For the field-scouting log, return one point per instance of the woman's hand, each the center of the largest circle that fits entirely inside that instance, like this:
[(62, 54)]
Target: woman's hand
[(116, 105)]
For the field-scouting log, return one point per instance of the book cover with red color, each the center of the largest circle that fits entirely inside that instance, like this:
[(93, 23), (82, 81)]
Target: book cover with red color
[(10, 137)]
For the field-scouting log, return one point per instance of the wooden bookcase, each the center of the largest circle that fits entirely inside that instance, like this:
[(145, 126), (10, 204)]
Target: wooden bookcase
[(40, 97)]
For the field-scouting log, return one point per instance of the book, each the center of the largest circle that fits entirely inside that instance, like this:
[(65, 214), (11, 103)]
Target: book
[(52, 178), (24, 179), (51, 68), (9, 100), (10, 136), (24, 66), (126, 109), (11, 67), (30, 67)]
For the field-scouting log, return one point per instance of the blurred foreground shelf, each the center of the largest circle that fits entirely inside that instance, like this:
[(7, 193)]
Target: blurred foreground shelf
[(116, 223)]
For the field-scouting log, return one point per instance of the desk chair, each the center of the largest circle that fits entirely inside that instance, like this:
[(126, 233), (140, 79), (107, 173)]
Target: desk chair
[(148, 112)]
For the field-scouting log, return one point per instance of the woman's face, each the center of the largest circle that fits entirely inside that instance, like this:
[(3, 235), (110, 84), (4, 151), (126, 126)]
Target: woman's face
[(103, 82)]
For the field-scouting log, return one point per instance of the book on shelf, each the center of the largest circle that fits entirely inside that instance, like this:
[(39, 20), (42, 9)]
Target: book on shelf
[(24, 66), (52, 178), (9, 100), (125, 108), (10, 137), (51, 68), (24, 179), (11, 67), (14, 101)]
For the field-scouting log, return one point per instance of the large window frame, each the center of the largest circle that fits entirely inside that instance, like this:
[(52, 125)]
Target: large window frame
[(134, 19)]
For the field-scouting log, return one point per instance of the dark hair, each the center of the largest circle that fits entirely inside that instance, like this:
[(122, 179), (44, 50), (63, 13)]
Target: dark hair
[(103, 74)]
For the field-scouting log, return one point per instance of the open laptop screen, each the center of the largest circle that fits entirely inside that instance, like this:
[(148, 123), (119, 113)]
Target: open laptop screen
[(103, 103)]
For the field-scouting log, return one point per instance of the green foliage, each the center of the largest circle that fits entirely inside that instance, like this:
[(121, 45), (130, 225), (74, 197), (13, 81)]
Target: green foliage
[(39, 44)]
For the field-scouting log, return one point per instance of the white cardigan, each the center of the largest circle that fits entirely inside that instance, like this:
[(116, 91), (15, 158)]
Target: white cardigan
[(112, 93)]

===============

▶ [What needs to be done]:
From the data above, copy each line exactly.

▶ [Expected answer]:
For the field-scouting log, return one point per instance of the woman's hand, each the center of the largest circle that fits entirely inside that instance, like this:
[(62, 54)]
Target: woman's hand
[(116, 105)]
For the field-scouting log, return one point per instance of the book cover with red color, each the center of the largest circle that fits entirely inside that instance, like this:
[(93, 23), (82, 81)]
Target: book cover with red color
[(10, 137)]
For the field-scouting log, return one point per instance of the wooden bookcase, each the center of the largest circle that fits entirely inside that instance, like this:
[(145, 126), (10, 204)]
Target: wooden bookcase
[(40, 97)]
For the field-scouting log, return one point per instance of the book, each the center of the largest circle that fits entirely inside that instance, like this:
[(65, 214), (11, 103)]
Target: book
[(52, 178), (24, 179), (51, 68), (9, 100), (10, 136), (24, 66), (126, 109), (11, 67), (30, 67)]
For the field-scouting log, return one point per instance of the blurred foreground shelf, each the center of the largest circle that fits entirely inside that instance, like this:
[(7, 193)]
Target: blurred foreground shelf
[(116, 223)]
For the field-scouting log, return one point per instance of the desk chair, each the center of the largest circle that fits entirely inside that instance, like this:
[(126, 233), (140, 79), (107, 173)]
Target: desk chair
[(148, 112)]
For the field-scouting log, return one point per instance of the woman's face, each the center of the largest circle that fits entirely inside that instance, like this:
[(3, 235), (110, 84), (4, 151), (126, 126)]
Target: woman's face
[(103, 82)]
For the field-scouting log, return one point per instance of the book on shelf, each the center of the largest circle that fits entirely inside that instance, like this:
[(39, 20), (42, 9)]
Target: book on shelf
[(24, 66), (52, 178), (9, 100), (125, 108), (10, 137), (51, 68), (24, 179), (11, 67), (14, 101)]
For the field-scouting log, return one point per instance of the large window frame, each the center of the largest circle that fits entirely inside that instance, like this:
[(52, 125)]
Target: large window frame
[(134, 19)]
For the field-scouting log, return one point per instance of the dark hair, each the center of the largest circle that fits entirely inside that instance, like this:
[(122, 179), (44, 50), (63, 13)]
Target: dark hair
[(103, 74)]
For the field-scouting log, return one point per instance of the open laptop screen, each the center of the largest circle that fits entirely inside that instance, like this:
[(148, 123), (119, 113)]
Target: open laptop screen
[(103, 103)]
For the field-scouting log, return one point per instance of the green foliage, each the center of the largest circle that fits entirely inside that instance, like this:
[(121, 45), (130, 225), (74, 197), (13, 81)]
Target: green foliage
[(39, 44)]
For the field-scouting log, return one point per instance of the white cardigan, each the center of the largest circle that fits entirely inside that instance, like this:
[(116, 91), (15, 158)]
Target: white cardigan
[(112, 93)]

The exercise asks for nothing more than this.